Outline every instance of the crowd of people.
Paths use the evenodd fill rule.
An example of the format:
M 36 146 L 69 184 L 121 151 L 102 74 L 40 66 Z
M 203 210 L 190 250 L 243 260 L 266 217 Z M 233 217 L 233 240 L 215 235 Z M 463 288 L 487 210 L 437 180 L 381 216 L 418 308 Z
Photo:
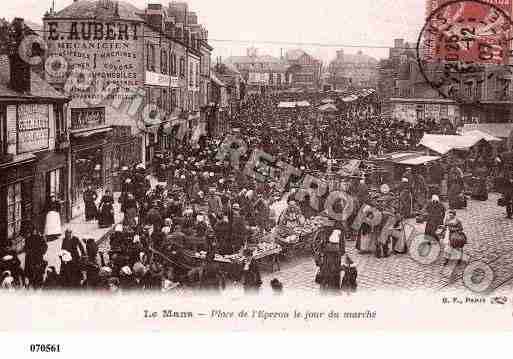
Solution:
M 6 248 L 0 253 L 2 287 L 113 292 L 169 292 L 194 287 L 221 291 L 230 280 L 248 292 L 258 291 L 267 284 L 262 280 L 260 261 L 254 258 L 255 245 L 262 238 L 274 242 L 277 237 L 290 235 L 290 231 L 282 230 L 322 215 L 322 210 L 311 208 L 308 194 L 303 193 L 298 200 L 297 178 L 283 188 L 272 180 L 261 182 L 246 176 L 244 164 L 253 149 L 305 172 L 325 172 L 332 158 L 366 160 L 412 149 L 425 131 L 440 130 L 431 121 L 410 125 L 380 118 L 379 105 L 372 96 L 358 105 L 337 103 L 343 110 L 336 114 L 316 110 L 325 94 L 302 96 L 247 97 L 240 111 L 232 114 L 234 134 L 248 145 L 239 167 L 234 167 L 229 157 L 217 157 L 219 140 L 203 137 L 194 145 L 176 146 L 160 155 L 156 184 L 150 171 L 138 164 L 121 169 L 119 196 L 106 190 L 97 205 L 96 190 L 87 188 L 83 194 L 85 220 L 111 228 L 106 249 L 99 249 L 93 239 L 76 237 L 68 229 L 59 253 L 60 268 L 48 267 L 45 233 L 33 227 L 26 238 L 24 266 L 14 250 Z M 290 100 L 306 100 L 311 106 L 278 107 L 280 101 Z M 407 168 L 392 189 L 394 194 L 388 194 L 392 200 L 380 208 L 397 218 L 389 237 L 380 236 L 381 228 L 367 223 L 358 230 L 341 221 L 320 228 L 312 245 L 319 271 L 312 280 L 321 289 L 355 291 L 358 270 L 346 253 L 349 242 L 355 241 L 360 253 L 379 257 L 404 254 L 408 250 L 404 224 L 415 216 L 424 217 L 425 233 L 433 240 L 461 252 L 467 239 L 455 210 L 465 207 L 463 172 L 471 169 L 475 173 L 481 181 L 476 192 L 481 193 L 486 177 L 482 168 L 495 163 L 485 157 L 486 153 L 486 149 L 476 153 L 473 161 L 453 159 L 420 169 Z M 379 208 L 368 175 L 360 171 L 350 180 L 348 191 L 357 203 L 350 219 L 364 206 Z M 442 203 L 442 194 L 447 194 L 449 208 Z M 282 202 L 279 209 L 276 204 Z M 115 223 L 117 205 L 123 213 L 120 223 Z M 188 253 L 201 254 L 201 260 L 191 260 Z M 237 258 L 229 274 L 216 260 L 218 255 Z M 268 284 L 281 293 L 283 283 L 278 279 Z

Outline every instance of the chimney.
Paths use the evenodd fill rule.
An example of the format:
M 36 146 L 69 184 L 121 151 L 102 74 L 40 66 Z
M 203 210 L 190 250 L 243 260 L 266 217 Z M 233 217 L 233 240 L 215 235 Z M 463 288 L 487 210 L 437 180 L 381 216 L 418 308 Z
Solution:
M 30 93 L 30 64 L 21 59 L 18 48 L 25 36 L 25 21 L 19 17 L 12 21 L 14 47 L 9 53 L 10 86 L 13 90 Z
M 164 29 L 164 10 L 162 4 L 148 4 L 146 9 L 146 21 L 162 31 Z

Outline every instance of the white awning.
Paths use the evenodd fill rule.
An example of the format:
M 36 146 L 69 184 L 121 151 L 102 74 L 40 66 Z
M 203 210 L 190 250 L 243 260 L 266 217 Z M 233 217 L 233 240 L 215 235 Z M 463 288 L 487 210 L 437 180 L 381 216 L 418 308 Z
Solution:
M 408 166 L 419 166 L 424 163 L 436 161 L 439 159 L 440 159 L 440 157 L 438 157 L 438 156 L 420 156 L 420 157 L 408 158 L 407 160 L 399 161 L 399 162 L 397 162 L 397 164 L 408 165 Z
M 296 107 L 295 102 L 280 102 L 278 108 L 294 108 Z
M 444 155 L 451 150 L 468 150 L 482 140 L 486 141 L 485 137 L 476 134 L 463 136 L 425 134 L 420 145 Z

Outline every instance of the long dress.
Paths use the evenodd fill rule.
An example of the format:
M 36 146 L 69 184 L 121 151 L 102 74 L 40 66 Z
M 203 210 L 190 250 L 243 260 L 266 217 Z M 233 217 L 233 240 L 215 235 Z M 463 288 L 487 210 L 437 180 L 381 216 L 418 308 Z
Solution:
M 458 218 L 445 222 L 446 231 L 443 239 L 443 254 L 446 260 L 461 260 L 463 258 L 463 246 L 466 243 L 466 236 L 463 233 L 463 225 Z M 456 242 L 455 239 L 458 238 Z M 461 241 L 464 239 L 464 241 Z
M 100 201 L 100 218 L 98 225 L 102 228 L 110 227 L 114 224 L 114 198 L 105 195 Z
M 61 205 L 57 201 L 51 201 L 47 206 L 44 235 L 51 239 L 62 234 Z
M 321 290 L 340 289 L 342 251 L 339 244 L 327 243 L 322 249 L 318 282 Z
M 431 202 L 427 205 L 426 212 L 428 218 L 424 234 L 436 239 L 436 231 L 444 223 L 445 207 L 440 202 Z
M 86 190 L 84 192 L 84 204 L 85 204 L 85 220 L 90 221 L 98 217 L 98 208 L 96 208 L 95 201 L 98 195 L 93 190 Z
M 340 288 L 345 292 L 356 292 L 358 286 L 356 283 L 356 278 L 358 277 L 356 266 L 354 264 L 344 264 L 341 270 L 344 272 L 344 277 L 342 278 Z

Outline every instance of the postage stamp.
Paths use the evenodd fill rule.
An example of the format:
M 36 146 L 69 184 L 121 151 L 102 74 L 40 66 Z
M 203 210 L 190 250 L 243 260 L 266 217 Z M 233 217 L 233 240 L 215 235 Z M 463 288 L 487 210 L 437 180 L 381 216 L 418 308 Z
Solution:
M 465 101 L 465 83 L 483 83 L 490 69 L 511 72 L 512 21 L 505 8 L 457 0 L 442 2 L 429 14 L 419 34 L 417 60 L 440 95 Z

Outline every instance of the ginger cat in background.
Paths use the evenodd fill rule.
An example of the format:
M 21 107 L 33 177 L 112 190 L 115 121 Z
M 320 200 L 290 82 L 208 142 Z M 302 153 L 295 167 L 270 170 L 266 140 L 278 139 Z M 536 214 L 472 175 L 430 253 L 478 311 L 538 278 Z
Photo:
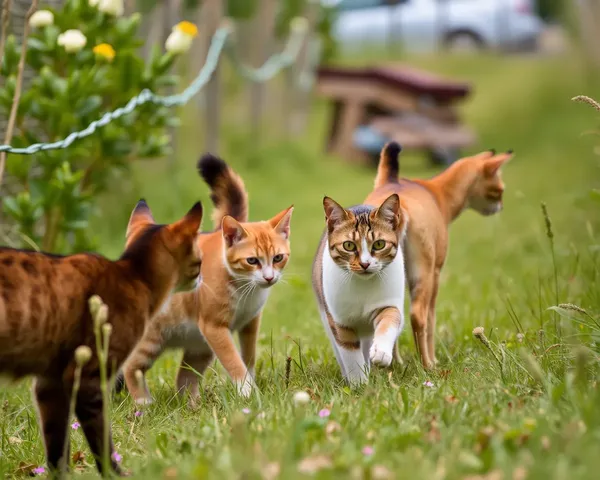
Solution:
M 248 195 L 242 179 L 212 155 L 200 159 L 198 170 L 212 190 L 217 230 L 198 238 L 204 253 L 202 286 L 174 295 L 127 359 L 125 383 L 138 403 L 150 402 L 151 396 L 145 381 L 138 384 L 135 372 L 145 373 L 169 348 L 185 351 L 177 388 L 180 392 L 187 389 L 192 402 L 199 396 L 198 374 L 204 373 L 215 355 L 238 391 L 248 397 L 254 386 L 262 310 L 290 256 L 293 207 L 270 220 L 248 222 Z M 232 332 L 239 334 L 241 356 Z
M 448 253 L 448 226 L 467 208 L 486 216 L 502 210 L 501 168 L 513 153 L 496 155 L 494 150 L 485 151 L 456 161 L 429 180 L 408 180 L 398 178 L 400 151 L 395 142 L 383 148 L 375 188 L 364 203 L 379 205 L 397 193 L 408 213 L 404 256 L 411 298 L 410 320 L 421 362 L 430 368 L 437 362 L 435 303 L 440 272 Z
M 365 383 L 371 362 L 387 367 L 404 326 L 407 223 L 393 193 L 379 207 L 323 199 L 327 229 L 313 263 L 321 320 L 342 376 Z
M 98 469 L 108 474 L 101 462 L 105 419 L 89 298 L 100 295 L 108 306 L 108 367 L 118 368 L 172 291 L 197 285 L 201 219 L 197 203 L 182 220 L 156 225 L 148 205 L 140 201 L 117 261 L 95 254 L 63 257 L 0 248 L 0 375 L 35 376 L 35 402 L 52 473 L 69 462 L 65 444 L 74 353 L 87 345 L 93 356 L 83 367 L 75 413 Z M 120 474 L 112 440 L 109 448 L 111 467 Z

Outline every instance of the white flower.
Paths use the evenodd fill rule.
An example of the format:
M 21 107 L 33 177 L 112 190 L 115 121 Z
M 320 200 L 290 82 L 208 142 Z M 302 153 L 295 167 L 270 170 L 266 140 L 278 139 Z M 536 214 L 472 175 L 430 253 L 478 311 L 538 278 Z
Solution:
M 47 27 L 54 23 L 54 14 L 50 10 L 38 10 L 29 19 L 31 28 Z
M 79 30 L 67 30 L 58 36 L 57 42 L 69 53 L 75 53 L 85 47 L 87 38 Z
M 100 3 L 100 0 L 88 0 L 90 7 L 96 7 Z
M 90 0 L 90 5 L 92 1 L 94 0 Z M 113 17 L 121 17 L 125 10 L 123 0 L 96 0 L 95 3 L 98 5 L 98 10 Z
M 310 402 L 310 395 L 306 392 L 299 391 L 294 393 L 294 405 L 306 405 Z
M 192 40 L 198 35 L 198 28 L 191 22 L 179 22 L 167 37 L 165 48 L 169 53 L 187 52 L 192 46 Z

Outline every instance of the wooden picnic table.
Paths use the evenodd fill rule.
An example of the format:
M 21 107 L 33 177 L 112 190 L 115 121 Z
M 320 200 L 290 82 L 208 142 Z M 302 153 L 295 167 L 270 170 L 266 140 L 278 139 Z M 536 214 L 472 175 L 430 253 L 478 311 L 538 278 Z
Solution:
M 333 107 L 327 151 L 349 161 L 376 157 L 382 146 L 365 151 L 357 145 L 361 128 L 382 142 L 395 140 L 403 148 L 431 155 L 457 152 L 476 141 L 456 111 L 471 92 L 469 84 L 397 64 L 321 67 L 317 75 L 317 94 Z

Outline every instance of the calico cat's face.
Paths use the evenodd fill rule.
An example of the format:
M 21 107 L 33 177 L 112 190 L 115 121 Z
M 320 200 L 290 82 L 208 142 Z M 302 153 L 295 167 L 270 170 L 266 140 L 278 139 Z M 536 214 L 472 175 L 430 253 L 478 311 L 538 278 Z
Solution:
M 329 254 L 340 268 L 368 278 L 396 258 L 406 224 L 397 194 L 379 208 L 361 205 L 349 210 L 325 197 L 323 208 Z
M 477 179 L 469 192 L 468 206 L 482 215 L 494 215 L 502 210 L 504 182 L 502 166 L 512 158 L 512 152 L 495 155 L 486 152 L 471 159 L 477 171 Z
M 233 217 L 223 218 L 226 266 L 234 278 L 262 288 L 281 279 L 290 257 L 293 210 L 289 207 L 266 222 L 243 225 Z

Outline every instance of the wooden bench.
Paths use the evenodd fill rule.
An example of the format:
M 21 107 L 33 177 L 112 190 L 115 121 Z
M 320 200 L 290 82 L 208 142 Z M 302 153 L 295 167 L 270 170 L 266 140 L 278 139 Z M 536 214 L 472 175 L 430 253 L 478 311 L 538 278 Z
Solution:
M 470 93 L 468 84 L 404 65 L 321 67 L 317 75 L 317 94 L 333 106 L 327 151 L 349 161 L 376 157 L 390 140 L 447 157 L 476 141 L 456 111 Z M 361 145 L 357 132 L 361 138 L 373 134 L 372 148 Z

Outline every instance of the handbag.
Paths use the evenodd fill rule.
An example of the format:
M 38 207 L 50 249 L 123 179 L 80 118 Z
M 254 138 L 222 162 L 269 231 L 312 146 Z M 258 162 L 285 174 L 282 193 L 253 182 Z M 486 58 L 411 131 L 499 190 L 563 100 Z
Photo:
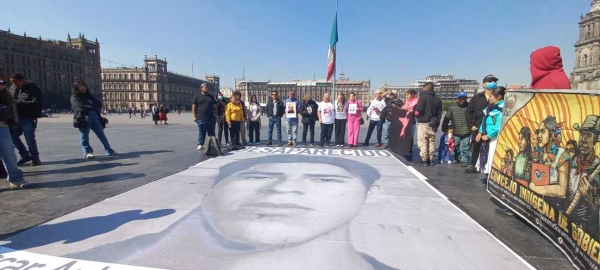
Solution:
M 102 125 L 102 129 L 105 129 L 106 125 L 108 125 L 108 119 L 100 116 L 100 125 Z
M 364 124 L 365 124 L 365 119 L 364 119 L 364 118 L 361 116 L 361 117 L 360 117 L 360 125 L 362 126 L 362 125 L 364 125 Z

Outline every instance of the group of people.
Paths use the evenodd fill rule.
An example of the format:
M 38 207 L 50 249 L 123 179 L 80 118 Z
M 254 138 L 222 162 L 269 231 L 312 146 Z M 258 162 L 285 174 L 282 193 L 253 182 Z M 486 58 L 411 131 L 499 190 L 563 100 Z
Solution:
M 411 90 L 406 95 L 406 103 L 398 99 L 395 92 L 375 92 L 375 98 L 366 108 L 366 120 L 369 121 L 364 146 L 369 146 L 371 136 L 377 130 L 375 147 L 387 146 L 388 133 L 393 108 L 404 108 L 413 111 L 417 105 L 417 92 Z M 348 99 L 343 93 L 337 95 L 335 101 L 330 94 L 325 94 L 321 102 L 313 100 L 306 94 L 302 99 L 296 98 L 295 92 L 289 92 L 286 99 L 281 99 L 277 91 L 271 92 L 271 99 L 263 109 L 256 95 L 252 95 L 250 103 L 242 100 L 242 94 L 236 91 L 231 98 L 221 93 L 214 97 L 208 86 L 201 86 L 201 93 L 194 97 L 192 103 L 193 121 L 198 124 L 198 150 L 205 147 L 207 136 L 216 136 L 220 143 L 233 149 L 243 148 L 261 142 L 261 115 L 268 118 L 266 145 L 283 146 L 282 121 L 285 121 L 287 144 L 298 144 L 298 127 L 302 123 L 302 145 L 315 146 L 315 124 L 320 123 L 321 134 L 318 141 L 320 147 L 357 147 L 360 126 L 365 123 L 363 103 L 350 93 Z M 282 120 L 285 117 L 285 120 Z M 215 134 L 218 128 L 218 134 Z M 277 132 L 276 140 L 273 132 Z M 334 133 L 335 131 L 335 133 Z M 225 135 L 223 141 L 223 134 Z M 335 136 L 334 136 L 335 134 Z M 248 135 L 248 139 L 246 139 Z

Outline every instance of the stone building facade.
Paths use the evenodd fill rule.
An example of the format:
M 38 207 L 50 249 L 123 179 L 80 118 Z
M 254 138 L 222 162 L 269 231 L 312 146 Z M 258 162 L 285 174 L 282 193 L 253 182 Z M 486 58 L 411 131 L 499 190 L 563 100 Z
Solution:
M 0 69 L 21 73 L 43 92 L 44 108 L 69 109 L 73 83 L 84 81 L 100 98 L 100 43 L 79 34 L 66 41 L 0 30 Z
M 590 12 L 580 17 L 571 87 L 600 89 L 600 0 L 593 0 Z
M 171 110 L 190 110 L 200 85 L 208 83 L 210 92 L 216 94 L 219 80 L 216 75 L 200 80 L 170 72 L 166 58 L 145 56 L 143 67 L 103 68 L 102 97 L 109 110 L 148 110 L 154 103 Z
M 456 94 L 460 92 L 467 93 L 468 99 L 471 99 L 479 90 L 479 82 L 477 80 L 456 79 L 453 75 L 431 75 L 424 80 L 416 80 L 409 86 L 388 86 L 384 85 L 379 90 L 396 90 L 401 99 L 404 99 L 406 91 L 414 89 L 417 92 L 423 89 L 425 83 L 432 82 L 434 90 L 442 100 L 454 100 Z
M 325 93 L 331 94 L 332 83 L 326 80 L 293 80 L 289 82 L 248 81 L 236 80 L 235 90 L 242 93 L 243 100 L 250 100 L 256 95 L 258 102 L 266 104 L 271 98 L 271 92 L 277 91 L 280 98 L 287 98 L 288 92 L 296 92 L 296 97 L 302 99 L 305 94 L 310 94 L 315 101 L 323 99 Z M 355 81 L 348 79 L 342 72 L 336 81 L 336 93 L 344 93 L 346 97 L 354 92 L 356 98 L 368 101 L 372 98 L 371 81 Z

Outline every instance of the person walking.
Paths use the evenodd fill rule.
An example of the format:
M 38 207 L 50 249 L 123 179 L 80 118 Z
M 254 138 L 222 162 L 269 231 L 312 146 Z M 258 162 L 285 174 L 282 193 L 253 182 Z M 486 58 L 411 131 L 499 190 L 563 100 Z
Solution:
M 483 78 L 482 86 L 484 91 L 473 96 L 469 105 L 467 105 L 467 125 L 471 129 L 471 159 L 469 160 L 469 166 L 464 171 L 465 173 L 478 173 L 475 165 L 479 160 L 481 142 L 476 141 L 475 138 L 479 134 L 479 127 L 485 116 L 484 111 L 489 104 L 486 95 L 491 89 L 498 86 L 498 78 L 492 74 L 487 75 Z
M 442 132 L 447 133 L 450 123 L 454 128 L 454 153 L 450 153 L 457 157 L 458 162 L 463 167 L 467 167 L 469 161 L 469 141 L 471 139 L 471 129 L 467 124 L 467 93 L 460 92 L 456 94 L 456 104 L 450 106 L 444 121 L 442 122 Z
M 335 123 L 335 106 L 331 103 L 329 94 L 323 96 L 323 101 L 319 104 L 317 115 L 321 123 L 321 147 L 330 146 L 331 133 L 333 133 L 333 124 Z
M 119 154 L 110 147 L 104 127 L 101 121 L 100 110 L 102 102 L 98 100 L 84 82 L 77 82 L 73 86 L 73 95 L 71 96 L 71 105 L 73 106 L 73 126 L 79 129 L 79 140 L 83 157 L 85 159 L 94 158 L 94 149 L 90 146 L 90 130 L 92 130 L 109 156 L 118 156 Z
M 250 121 L 248 122 L 248 130 L 250 141 L 248 145 L 254 145 L 260 143 L 260 115 L 262 113 L 262 107 L 258 104 L 258 98 L 256 95 L 252 95 L 250 98 L 250 106 L 248 106 L 247 115 L 249 115 Z
M 381 111 L 381 122 L 383 123 L 383 147 L 387 148 L 390 140 L 390 126 L 392 125 L 392 114 L 394 113 L 394 108 L 400 109 L 402 105 L 402 100 L 398 99 L 398 96 L 395 92 L 388 92 L 385 99 L 385 107 Z
M 285 100 L 285 108 L 288 110 L 286 113 L 286 130 L 288 135 L 288 146 L 296 145 L 296 138 L 298 136 L 298 109 L 300 108 L 300 100 L 296 98 L 294 91 L 288 93 L 288 98 Z M 292 108 L 288 108 L 292 106 Z M 293 109 L 291 113 L 289 110 Z
M 344 139 L 346 137 L 346 122 L 348 121 L 348 114 L 346 112 L 346 96 L 339 93 L 337 100 L 335 101 L 335 146 L 344 147 Z
M 315 122 L 319 119 L 319 105 L 312 99 L 310 94 L 305 94 L 298 113 L 302 115 L 302 144 L 304 146 L 315 145 Z M 307 142 L 306 135 L 310 131 L 310 141 Z
M 267 102 L 267 116 L 269 117 L 269 136 L 267 145 L 273 143 L 273 126 L 277 128 L 277 141 L 282 146 L 281 138 L 281 117 L 285 114 L 285 105 L 279 99 L 277 91 L 271 92 L 271 99 Z
M 225 145 L 229 145 L 229 125 L 225 121 L 225 106 L 229 103 L 221 92 L 217 93 L 217 126 L 219 127 L 219 144 L 222 144 L 223 133 L 225 133 Z
M 358 144 L 360 126 L 363 124 L 363 105 L 360 100 L 356 99 L 355 93 L 350 93 L 348 102 L 346 102 L 345 111 L 347 116 L 348 146 L 356 147 Z
M 192 102 L 193 120 L 198 124 L 198 150 L 204 149 L 206 135 L 215 136 L 217 100 L 208 92 L 208 84 L 202 83 L 200 94 Z
M 119 110 L 119 112 L 120 112 L 120 110 Z M 158 104 L 157 103 L 152 104 L 152 121 L 154 121 L 155 125 L 158 125 Z
M 409 89 L 406 91 L 406 95 L 404 96 L 404 105 L 402 105 L 401 109 L 407 110 L 407 117 L 410 118 L 409 125 L 412 125 L 412 134 L 410 138 L 410 157 L 408 160 L 412 160 L 413 148 L 415 145 L 415 134 L 417 133 L 417 121 L 416 121 L 416 112 L 415 106 L 419 102 L 419 98 L 417 97 L 417 91 L 414 89 Z
M 530 89 L 571 89 L 571 82 L 563 70 L 560 49 L 547 46 L 531 53 Z
M 421 166 L 435 166 L 435 133 L 442 117 L 442 100 L 436 96 L 433 83 L 427 82 L 419 97 L 415 111 L 417 116 L 417 138 L 421 155 Z
M 165 107 L 165 104 L 160 104 L 160 109 L 158 109 L 158 120 L 160 121 L 160 124 L 162 125 L 163 122 L 165 123 L 165 125 L 168 125 L 169 123 L 167 123 L 167 120 L 169 120 L 169 118 L 167 117 L 167 114 L 169 113 L 169 109 L 167 109 Z M 135 113 L 134 113 L 135 116 Z
M 17 104 L 19 125 L 12 129 L 12 141 L 19 151 L 21 159 L 19 166 L 31 161 L 31 166 L 40 166 L 40 153 L 38 151 L 35 131 L 38 119 L 42 117 L 42 91 L 38 86 L 19 73 L 10 76 L 10 82 L 15 86 L 13 98 Z M 21 141 L 21 135 L 25 136 L 27 147 Z M 29 148 L 29 149 L 27 149 Z
M 242 124 L 240 125 L 240 141 L 242 142 L 243 146 L 246 146 L 248 144 L 248 141 L 246 140 L 246 124 L 249 120 L 249 116 L 248 114 L 246 114 L 246 111 L 248 110 L 248 107 L 246 107 L 246 103 L 242 100 L 242 92 L 240 91 L 235 91 L 233 92 L 233 96 L 237 96 L 237 100 L 239 101 L 239 103 L 242 105 L 242 114 L 244 116 L 244 120 L 242 122 Z M 231 127 L 229 132 L 231 133 Z M 233 137 L 232 137 L 233 138 Z
M 369 146 L 369 140 L 371 140 L 371 135 L 373 134 L 373 130 L 377 128 L 377 143 L 375 147 L 381 146 L 381 132 L 382 132 L 382 122 L 381 122 L 381 111 L 385 108 L 385 101 L 381 98 L 381 90 L 375 91 L 375 98 L 371 100 L 371 104 L 367 109 L 367 120 L 369 120 L 369 129 L 367 130 L 367 138 L 363 143 L 364 146 Z
M 2 79 L 2 78 L 0 78 Z M 11 127 L 18 126 L 19 116 L 14 98 L 6 84 L 0 81 L 0 160 L 2 160 L 3 178 L 11 188 L 26 188 L 30 184 L 23 178 L 17 164 L 17 155 L 13 148 Z
M 489 105 L 485 110 L 485 116 L 479 127 L 479 133 L 475 141 L 481 142 L 478 170 L 481 173 L 480 180 L 487 180 L 492 168 L 492 161 L 498 144 L 500 124 L 502 123 L 502 110 L 504 108 L 504 95 L 506 88 L 499 86 L 490 90 L 488 94 Z
M 225 121 L 231 127 L 231 147 L 233 150 L 243 149 L 240 142 L 240 129 L 244 123 L 244 106 L 239 95 L 232 95 L 231 102 L 225 107 Z

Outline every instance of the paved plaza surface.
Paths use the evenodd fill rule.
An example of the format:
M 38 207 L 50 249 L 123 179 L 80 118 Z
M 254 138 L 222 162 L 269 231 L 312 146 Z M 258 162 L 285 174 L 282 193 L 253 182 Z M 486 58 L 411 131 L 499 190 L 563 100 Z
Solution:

※ ※ ※

Note which lines carry the word "wooden" in the material, then copy each of them.

Outline every instance of the wooden picnic table.
Outline every instance of the wooden bench.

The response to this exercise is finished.